* **Entries provided**
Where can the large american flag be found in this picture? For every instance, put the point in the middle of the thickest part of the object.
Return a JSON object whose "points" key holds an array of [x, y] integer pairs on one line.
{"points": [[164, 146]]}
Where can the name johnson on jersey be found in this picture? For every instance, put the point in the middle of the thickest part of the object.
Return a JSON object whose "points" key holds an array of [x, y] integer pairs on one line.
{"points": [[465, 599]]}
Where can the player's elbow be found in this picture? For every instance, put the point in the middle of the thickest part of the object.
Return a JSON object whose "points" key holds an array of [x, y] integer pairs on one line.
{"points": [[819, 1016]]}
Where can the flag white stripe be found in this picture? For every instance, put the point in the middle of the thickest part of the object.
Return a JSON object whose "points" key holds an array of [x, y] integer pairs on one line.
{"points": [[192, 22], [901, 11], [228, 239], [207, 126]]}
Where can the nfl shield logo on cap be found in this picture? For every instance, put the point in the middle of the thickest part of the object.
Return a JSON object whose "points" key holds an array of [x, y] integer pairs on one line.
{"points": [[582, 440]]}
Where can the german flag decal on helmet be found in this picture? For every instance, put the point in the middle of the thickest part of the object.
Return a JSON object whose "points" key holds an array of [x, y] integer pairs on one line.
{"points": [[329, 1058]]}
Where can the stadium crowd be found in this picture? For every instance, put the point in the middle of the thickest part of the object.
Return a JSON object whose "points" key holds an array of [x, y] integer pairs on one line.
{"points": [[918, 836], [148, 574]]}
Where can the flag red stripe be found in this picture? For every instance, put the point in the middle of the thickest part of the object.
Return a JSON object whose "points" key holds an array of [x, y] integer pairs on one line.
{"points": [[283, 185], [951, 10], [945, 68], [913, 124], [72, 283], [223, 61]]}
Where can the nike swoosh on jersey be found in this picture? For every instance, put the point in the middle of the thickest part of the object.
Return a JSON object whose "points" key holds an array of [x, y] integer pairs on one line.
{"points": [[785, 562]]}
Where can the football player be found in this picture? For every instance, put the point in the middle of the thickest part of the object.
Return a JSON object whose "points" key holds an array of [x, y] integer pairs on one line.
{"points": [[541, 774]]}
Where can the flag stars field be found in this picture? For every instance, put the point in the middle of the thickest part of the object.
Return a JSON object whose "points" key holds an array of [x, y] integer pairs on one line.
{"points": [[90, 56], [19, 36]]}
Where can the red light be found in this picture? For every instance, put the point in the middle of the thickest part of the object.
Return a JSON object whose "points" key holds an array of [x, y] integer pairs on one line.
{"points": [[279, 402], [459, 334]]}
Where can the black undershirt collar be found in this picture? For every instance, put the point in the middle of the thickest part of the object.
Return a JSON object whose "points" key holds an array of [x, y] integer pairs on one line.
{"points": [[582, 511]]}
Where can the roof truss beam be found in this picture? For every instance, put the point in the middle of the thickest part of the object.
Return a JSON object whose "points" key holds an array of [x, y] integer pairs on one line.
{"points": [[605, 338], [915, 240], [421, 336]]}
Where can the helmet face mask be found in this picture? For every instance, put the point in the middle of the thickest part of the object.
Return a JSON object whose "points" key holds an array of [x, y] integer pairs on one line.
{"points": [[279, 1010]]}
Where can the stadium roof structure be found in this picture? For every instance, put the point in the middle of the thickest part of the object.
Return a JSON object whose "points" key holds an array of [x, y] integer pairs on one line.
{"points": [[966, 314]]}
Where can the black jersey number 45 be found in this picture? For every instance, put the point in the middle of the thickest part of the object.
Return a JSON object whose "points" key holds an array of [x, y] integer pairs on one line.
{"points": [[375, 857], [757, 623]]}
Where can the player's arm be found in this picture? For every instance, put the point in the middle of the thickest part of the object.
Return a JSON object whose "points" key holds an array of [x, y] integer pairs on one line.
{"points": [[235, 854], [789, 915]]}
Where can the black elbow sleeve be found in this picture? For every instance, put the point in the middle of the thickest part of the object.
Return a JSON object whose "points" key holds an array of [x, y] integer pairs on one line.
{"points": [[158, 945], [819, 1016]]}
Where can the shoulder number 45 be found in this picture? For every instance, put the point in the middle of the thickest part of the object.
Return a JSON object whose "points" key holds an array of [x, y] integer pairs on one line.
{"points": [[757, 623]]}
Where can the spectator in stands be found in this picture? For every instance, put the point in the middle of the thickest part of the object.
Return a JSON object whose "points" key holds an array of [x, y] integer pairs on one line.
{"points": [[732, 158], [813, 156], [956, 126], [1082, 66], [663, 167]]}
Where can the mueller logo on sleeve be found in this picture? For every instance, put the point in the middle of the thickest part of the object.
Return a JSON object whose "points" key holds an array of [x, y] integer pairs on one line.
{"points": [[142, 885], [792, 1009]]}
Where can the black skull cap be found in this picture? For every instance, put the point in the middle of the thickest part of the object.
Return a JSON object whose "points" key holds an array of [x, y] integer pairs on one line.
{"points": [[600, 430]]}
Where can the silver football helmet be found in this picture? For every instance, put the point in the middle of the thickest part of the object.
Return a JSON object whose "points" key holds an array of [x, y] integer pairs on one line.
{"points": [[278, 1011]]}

* **Work to do**
Produce a verbatim transcription of the entries above.

* **Output for this exercise**
Where can the large american flag be found in this picture? For every instance, put the point in the middle of the thickest part of the object.
Return a JSON object whose "points" key holds an array of [x, y] integer pairs on one line.
{"points": [[164, 146]]}
Where can the name johnson on jersey be found in this picture? For every instance, put the point in the middle of the thickest part of the object.
Return a JSON object whose "points" key holds an array of [x, y] integer pairs on one line.
{"points": [[465, 599]]}
Where can the player's elbow be found in this picture? For every instance, put the point in the middle of the thickest part of the object.
Return a JSON object whose "points" key holds an array of [x, y] integer pairs on one line.
{"points": [[819, 1016]]}
Where can the flag white stripe be found in this picture? For every instance, put the point in the middle of the thickest part of the object.
Return a JSON object whose "points" key holds an array of [x, y] integer pairs on one line.
{"points": [[192, 22], [901, 11], [228, 239], [207, 126]]}
Where can the nfl shield logo on cap be found in this picture? For every instance, put the point in the middle of the thickest part of the object.
Return a JSON object whose "points" key holds an array of [x, y] integer pairs on one line.
{"points": [[582, 440]]}
Where can the german flag decal on helmet be found in this picture? For every instance, put the point in the middle of the thickest part of the object.
Return a JSON object whose "points" key holds an array of [x, y] integer pairs on one line.
{"points": [[329, 1058]]}
Where can the stadium crowd be found in this picture? For every instance, put the point in the middle of the thickest part of the object.
Return a JSON object whose "points" key holds an array of [x, y] integer pairs on one line.
{"points": [[918, 836], [148, 574]]}
Where can the flag red stripe be found in this picture? For every instance, put the point in the middle of the thickest part of the object.
Return a JSON object whose "points" key holds an array of [x, y] integer pairs on one line.
{"points": [[283, 185], [951, 10], [945, 68], [913, 124], [72, 283], [223, 61]]}
Where can the nike swoosh on jersey be found in this picture? For every instance, put the point in the middle of the thickest part of the object.
Return a JSON object whose "points" key holds an array of [x, y] integer pairs on one line.
{"points": [[785, 562]]}
Where can the football player be found in this picture? For every instance, put the point in the middle of the thickest part of the object.
Return a JSON object whose "points" key holds an array of [x, y] integer pairs on one line.
{"points": [[541, 774]]}
Where can the flag stars field be found in this picture? For every instance, put the point in the middle of the thickest part of the object.
Return a JSON object whose "points" key holds an array of [x, y] integer pairs on one line.
{"points": [[90, 56], [19, 36]]}
Where can the red light be found in this picture? For every instance, put the point in the middle of the thickest part of the object.
Return a JSON object whose "points" key holds an array of [x, y] integer pairs on one line.
{"points": [[279, 402], [459, 334]]}
Where can the black undershirt collar be found in this picture? For every instance, put the point in the middle of the thickest part of the object.
Return a JSON object whose "points" key holds an array of [x, y] integer pairs on one line.
{"points": [[582, 511]]}
Where can the roof truss beam be found in this picture? For every instance, put the point in the middle of the thickest part of the object.
Return a JSON object whose "points" key holds an array of [x, y] integer pairs on one line.
{"points": [[605, 338], [915, 240], [421, 336]]}
Where can the helmet face mask be found in this picture? For every instance, put the point in the middle of the thickest part of the object.
Return a JSON object whose "points" key holds an array of [x, y] integer pairs on one line.
{"points": [[279, 1010]]}
Where can the stadium roof structure be found in this picture? For every instance, put the point in the middle of the thickest part of the object.
Return a JSON object whose "points" key holds an array of [x, y] integer pairs on one line.
{"points": [[966, 314]]}
Where can the black jersey number 45 be found in this picture? For every instance, put the point in the middle of the thickest part of the object.
Return a JSON object whose "points" key holds an array of [x, y] integer pairs on one line.
{"points": [[375, 857], [757, 623]]}
Where can the player's arm be found in this picture? For every instance, put the point in the middle of the thickest part of the object.
Return a JSON object whose "points" key holds an array of [x, y] integer pairs on one line.
{"points": [[235, 854], [789, 915]]}
Where can the black elbow sleeve be found in this picture? For every instance, put the point in the middle of the thickest part of the object.
Return a JSON object whose "points" key holds an array of [x, y] integer pairs on one line.
{"points": [[158, 945], [819, 1016]]}
Where can the shoulder number 45 be found in this picture? For every instance, put the point in the middle of the thickest part of the object.
Return a JSON object whose "points" key holds an array of [x, y] integer pairs on one line.
{"points": [[757, 623]]}
Where can the spectator in stands be found in this picture? For every instance, put the point in the middle of the thickest part of the object.
Return a JSON object whose "points" key holds an array of [x, y] integer pairs on one line.
{"points": [[732, 158], [813, 156], [956, 126], [1082, 66], [663, 167]]}
Where can the mueller logo on sleeve be found in this picture? For every instance, put the point in the middle of the thickest part of the object.
Return a JSON object whose "points" key holds an array of [x, y] integer pairs on one line.
{"points": [[142, 885], [792, 1009]]}
Where can the black skull cap be found in this picture? For every instance, put the point in the middle of the thickest part of the object.
Return a JSON object whose "points" key holds an array of [x, y] integer pairs on one line.
{"points": [[600, 430]]}
Where can the silver football helmet be found in this picture? For every instance, put the point in the middle of the thickest part of the object.
Return a JSON object whose "points" key holds an array of [x, y] integer pairs on one line.
{"points": [[278, 1011]]}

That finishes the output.